┌──

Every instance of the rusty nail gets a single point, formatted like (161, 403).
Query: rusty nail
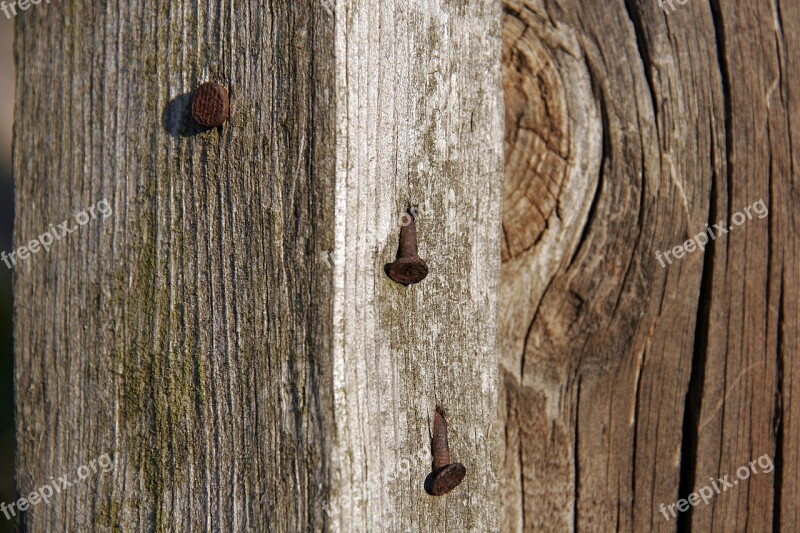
(446, 475)
(408, 268)
(210, 106)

└──

[WHAT YOU SHOULD DO] Reproduce every item above word for word, leaving out the pictures.

[TASK OUTPUT]
Every instance of the rusty nail gets a single point, formatted like (161, 403).
Query: rusty nail
(446, 475)
(408, 268)
(210, 106)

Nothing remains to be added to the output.